— Aim of the task —
Rewrite the material below with every "Query" swapped for "Target", leaving everything else unchanged.

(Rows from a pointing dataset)
▶

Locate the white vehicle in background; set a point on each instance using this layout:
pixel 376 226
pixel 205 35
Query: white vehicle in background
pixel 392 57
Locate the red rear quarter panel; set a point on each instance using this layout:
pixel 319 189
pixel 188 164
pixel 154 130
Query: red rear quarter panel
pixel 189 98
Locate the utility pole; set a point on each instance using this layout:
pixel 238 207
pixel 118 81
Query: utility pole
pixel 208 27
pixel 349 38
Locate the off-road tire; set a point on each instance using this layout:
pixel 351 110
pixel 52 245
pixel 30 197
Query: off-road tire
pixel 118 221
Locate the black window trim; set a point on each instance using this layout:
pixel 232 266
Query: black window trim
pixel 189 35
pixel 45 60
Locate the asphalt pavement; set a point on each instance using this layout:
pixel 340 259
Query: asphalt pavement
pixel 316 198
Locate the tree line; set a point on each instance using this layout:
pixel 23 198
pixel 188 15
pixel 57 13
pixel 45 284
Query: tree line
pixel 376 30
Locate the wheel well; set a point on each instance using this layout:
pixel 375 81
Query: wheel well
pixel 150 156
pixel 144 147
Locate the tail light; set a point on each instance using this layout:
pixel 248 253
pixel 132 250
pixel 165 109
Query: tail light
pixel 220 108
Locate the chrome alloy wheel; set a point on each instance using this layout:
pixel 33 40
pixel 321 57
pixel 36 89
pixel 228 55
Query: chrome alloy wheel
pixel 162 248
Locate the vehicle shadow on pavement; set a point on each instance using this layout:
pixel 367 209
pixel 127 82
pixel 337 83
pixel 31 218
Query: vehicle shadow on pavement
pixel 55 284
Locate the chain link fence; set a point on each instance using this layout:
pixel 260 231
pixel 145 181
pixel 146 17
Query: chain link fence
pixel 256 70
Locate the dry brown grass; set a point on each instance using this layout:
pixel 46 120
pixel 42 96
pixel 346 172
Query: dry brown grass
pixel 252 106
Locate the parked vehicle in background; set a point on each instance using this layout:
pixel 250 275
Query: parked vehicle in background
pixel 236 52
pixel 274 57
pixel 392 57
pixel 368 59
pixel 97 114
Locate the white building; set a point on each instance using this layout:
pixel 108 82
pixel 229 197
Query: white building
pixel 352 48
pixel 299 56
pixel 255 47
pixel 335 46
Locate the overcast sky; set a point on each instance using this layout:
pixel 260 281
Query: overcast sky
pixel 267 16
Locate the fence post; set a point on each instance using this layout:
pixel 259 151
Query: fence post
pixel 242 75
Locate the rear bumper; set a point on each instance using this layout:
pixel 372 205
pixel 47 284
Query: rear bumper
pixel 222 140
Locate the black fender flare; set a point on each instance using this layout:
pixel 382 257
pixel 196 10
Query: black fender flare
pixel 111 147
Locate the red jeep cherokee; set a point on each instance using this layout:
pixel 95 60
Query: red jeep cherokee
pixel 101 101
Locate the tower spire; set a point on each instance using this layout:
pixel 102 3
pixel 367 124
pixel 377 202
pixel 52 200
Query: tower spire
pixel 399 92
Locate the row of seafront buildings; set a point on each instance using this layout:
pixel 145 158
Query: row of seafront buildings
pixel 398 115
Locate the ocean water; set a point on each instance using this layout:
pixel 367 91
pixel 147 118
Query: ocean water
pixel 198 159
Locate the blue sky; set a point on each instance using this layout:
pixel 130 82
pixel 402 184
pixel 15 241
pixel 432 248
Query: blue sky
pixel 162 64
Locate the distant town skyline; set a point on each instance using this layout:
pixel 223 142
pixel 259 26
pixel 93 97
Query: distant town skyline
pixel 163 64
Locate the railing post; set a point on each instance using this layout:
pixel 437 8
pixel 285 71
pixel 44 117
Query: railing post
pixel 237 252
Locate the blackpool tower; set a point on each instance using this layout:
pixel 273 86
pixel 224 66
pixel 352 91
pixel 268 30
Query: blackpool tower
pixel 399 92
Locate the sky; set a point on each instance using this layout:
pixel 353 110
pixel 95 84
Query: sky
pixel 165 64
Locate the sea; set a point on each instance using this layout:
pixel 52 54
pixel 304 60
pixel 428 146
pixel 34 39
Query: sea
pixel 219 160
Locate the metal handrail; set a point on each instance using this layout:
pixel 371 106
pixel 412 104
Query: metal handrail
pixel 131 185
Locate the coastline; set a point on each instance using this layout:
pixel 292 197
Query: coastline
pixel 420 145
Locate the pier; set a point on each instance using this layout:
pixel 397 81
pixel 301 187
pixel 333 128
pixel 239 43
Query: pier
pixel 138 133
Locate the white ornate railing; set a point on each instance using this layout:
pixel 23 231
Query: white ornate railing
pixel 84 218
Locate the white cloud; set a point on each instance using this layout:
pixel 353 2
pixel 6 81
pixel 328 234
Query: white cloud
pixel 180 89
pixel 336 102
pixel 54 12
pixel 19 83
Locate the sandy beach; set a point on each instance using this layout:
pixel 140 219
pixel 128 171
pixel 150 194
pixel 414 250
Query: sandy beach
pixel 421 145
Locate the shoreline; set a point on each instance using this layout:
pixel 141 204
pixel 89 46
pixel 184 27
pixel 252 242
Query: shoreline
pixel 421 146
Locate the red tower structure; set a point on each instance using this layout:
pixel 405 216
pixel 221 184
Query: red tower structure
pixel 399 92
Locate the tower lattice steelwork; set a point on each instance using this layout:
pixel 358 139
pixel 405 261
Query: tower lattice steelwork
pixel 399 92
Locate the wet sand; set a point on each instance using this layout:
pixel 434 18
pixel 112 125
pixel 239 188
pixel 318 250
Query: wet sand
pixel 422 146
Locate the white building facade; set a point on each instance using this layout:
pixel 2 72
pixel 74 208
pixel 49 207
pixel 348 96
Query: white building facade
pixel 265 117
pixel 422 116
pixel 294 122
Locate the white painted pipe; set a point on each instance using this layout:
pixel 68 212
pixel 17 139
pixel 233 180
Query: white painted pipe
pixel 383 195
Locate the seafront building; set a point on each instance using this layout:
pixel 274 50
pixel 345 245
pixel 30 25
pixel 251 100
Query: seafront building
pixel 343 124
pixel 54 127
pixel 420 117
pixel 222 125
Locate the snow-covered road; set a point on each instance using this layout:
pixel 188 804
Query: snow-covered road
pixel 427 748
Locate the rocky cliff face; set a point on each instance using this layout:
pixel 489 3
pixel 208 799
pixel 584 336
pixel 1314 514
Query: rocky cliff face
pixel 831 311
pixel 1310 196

◀

— Reply —
Locate the white vehicle in background; set a point on each instance using this layout:
pixel 376 226
pixel 205 35
Target: white vehicle in background
pixel 392 57
Locate the red rear quarter panel; set a point on each instance using this layout:
pixel 319 189
pixel 188 164
pixel 154 130
Target: red rear quarter panel
pixel 189 98
Locate the utility pole; set a point on each instance using this layout:
pixel 238 207
pixel 118 81
Target: utility pole
pixel 208 27
pixel 349 38
Locate the off-road tire; set a point on each instance using this layout:
pixel 351 110
pixel 52 245
pixel 30 197
Target: off-road tire
pixel 118 221
Locate the black window trim; set a point on each instance using this layout:
pixel 232 266
Target: black window trim
pixel 189 35
pixel 45 60
Locate the asphalt pavement; set a point on each instance using this layout:
pixel 340 259
Target: asphalt pavement
pixel 316 198
Locate the tree line; set a point on each instance using this layout:
pixel 23 198
pixel 188 15
pixel 57 13
pixel 45 284
Target: tree line
pixel 376 30
Locate the wheel well; set a point on each instance using this layout:
pixel 375 81
Target: wheel well
pixel 150 156
pixel 144 147
Locate the tail light; set a point on each instance using this layout:
pixel 248 253
pixel 132 250
pixel 165 109
Target: tail light
pixel 220 108
Locate the chrome alloy wheel; set a point on each instance using this layout:
pixel 33 40
pixel 321 57
pixel 36 89
pixel 228 55
Target: chrome alloy wheel
pixel 162 248
Locate the vehicle shadow on pavement; set a point on each instance using this layout:
pixel 367 209
pixel 127 82
pixel 337 83
pixel 31 218
Target: vehicle shadow on pavement
pixel 55 284
Locate the chain link fence; set a point on each instance using this layout:
pixel 260 231
pixel 145 181
pixel 146 17
Target: chain link fence
pixel 256 70
Locate the dry brown grass; set a point on each instance using this layout:
pixel 46 120
pixel 42 96
pixel 346 172
Target: dry brown grass
pixel 252 106
Locate the parked vehicle in background; set a point on each instance using this layout:
pixel 250 275
Target: parked vehicle in background
pixel 236 52
pixel 274 57
pixel 392 57
pixel 368 59
pixel 97 114
Locate the white building; set a point on each instance using this layout:
pixel 108 82
pixel 229 197
Target: white building
pixel 352 48
pixel 299 56
pixel 255 47
pixel 335 46
Locate the overcast sky; set a point on each instance using this layout:
pixel 260 281
Target: overcast sky
pixel 267 16
Locate the fence post; set a point on each instance using this layout:
pixel 259 151
Target: fence post
pixel 242 75
Locate the rear bumper; set a point on each instance using this layout:
pixel 372 205
pixel 47 284
Target: rear bumper
pixel 222 140
Locate the black fender flare; set a point on each instance using this layout:
pixel 382 257
pixel 196 10
Target: black fender flare
pixel 111 147
Locate the red jeep cherokee; set a point on each instance using this layout:
pixel 95 60
Target: red jeep cherokee
pixel 101 101
Locate the tower spire; set a point on each instance using this layout:
pixel 102 3
pixel 367 124
pixel 377 202
pixel 52 200
Target: tower spire
pixel 399 92
Locate the row of seafront buildings; set a point on each instance using this layout:
pixel 145 158
Target: row of seafront buildings
pixel 398 115
Locate the ocean water; set a point on each instance using this layout:
pixel 367 91
pixel 147 118
Target: ocean water
pixel 198 159
Locate the blue sky; set a point on each instance using this layout:
pixel 130 82
pixel 402 184
pixel 15 241
pixel 432 248
Target: blue sky
pixel 162 64
Locate the distant town skyline; set a point on each instance using this layout:
pixel 223 142
pixel 259 26
pixel 93 97
Target: distant town skyline
pixel 163 64
Locate the railing post; set a point on each instance using this layout:
pixel 437 8
pixel 285 71
pixel 44 117
Target: railing post
pixel 237 252
Locate the blackpool tower; set a point on each instance using this layout:
pixel 273 86
pixel 224 66
pixel 352 91
pixel 268 30
Target: blackpool tower
pixel 399 92
Locate the sky; set a point on each instance using this layout:
pixel 353 110
pixel 95 84
Target: sky
pixel 165 64
Locate the sea; set a point on each instance using this layout:
pixel 52 54
pixel 304 60
pixel 428 146
pixel 34 39
Target: sea
pixel 219 160
Locate the metal handrail; set a point on each instance using this layout:
pixel 371 106
pixel 412 104
Target: metal handrail
pixel 131 185
Locate the coastline; set a point on each instance using this layout:
pixel 292 197
Target: coastline
pixel 420 145
Locate the pier; set a point on each instance using this layout:
pixel 397 81
pixel 301 187
pixel 333 128
pixel 239 43
Target: pier
pixel 138 133
Locate the white ornate railing; set a point on each instance using this layout:
pixel 23 231
Target: white ornate railing
pixel 84 218
Locate the white cloud; set a point on each instance using this layout:
pixel 353 2
pixel 6 81
pixel 328 234
Target: white cloud
pixel 180 89
pixel 336 102
pixel 54 12
pixel 19 83
Locate the sandy beach; set a point on each instance using this layout:
pixel 140 219
pixel 128 171
pixel 150 194
pixel 414 250
Target: sandy beach
pixel 421 145
Locate the shoreline; set a point on each instance using this layout:
pixel 141 204
pixel 89 46
pixel 184 27
pixel 252 242
Target: shoreline
pixel 421 146
Locate the red tower structure; set a point on each instance using this layout:
pixel 405 216
pixel 221 184
Target: red tower structure
pixel 399 92
Locate the tower lattice steelwork; set a point on each instance using this layout:
pixel 358 139
pixel 405 261
Target: tower lattice steelwork
pixel 399 92
Locate the wet sand; set a point on each instance using this layout:
pixel 434 18
pixel 112 125
pixel 239 188
pixel 318 250
Target: wet sand
pixel 422 146
Locate the white building facade; set a point on each instance using this layout:
pixel 2 72
pixel 74 208
pixel 49 207
pixel 348 96
Target: white building facade
pixel 265 117
pixel 422 116
pixel 294 122
Locate the white painted pipe; set a point on each instance using this layout:
pixel 68 212
pixel 17 139
pixel 233 180
Target: white painted pipe
pixel 383 195
Locate the seafront building; set a point on each instance using this layout:
pixel 274 50
pixel 345 245
pixel 30 25
pixel 251 100
Target: seafront building
pixel 343 124
pixel 54 127
pixel 420 117
pixel 222 125
Locate the snow-covered road; set a point on each instance using this layout:
pixel 188 804
Target: snow-covered road
pixel 427 748
Locate the rocky cliff face; set a point on each instance using this layout:
pixel 489 3
pixel 208 799
pixel 584 336
pixel 1314 514
Target: rocky cliff face
pixel 831 311
pixel 1310 196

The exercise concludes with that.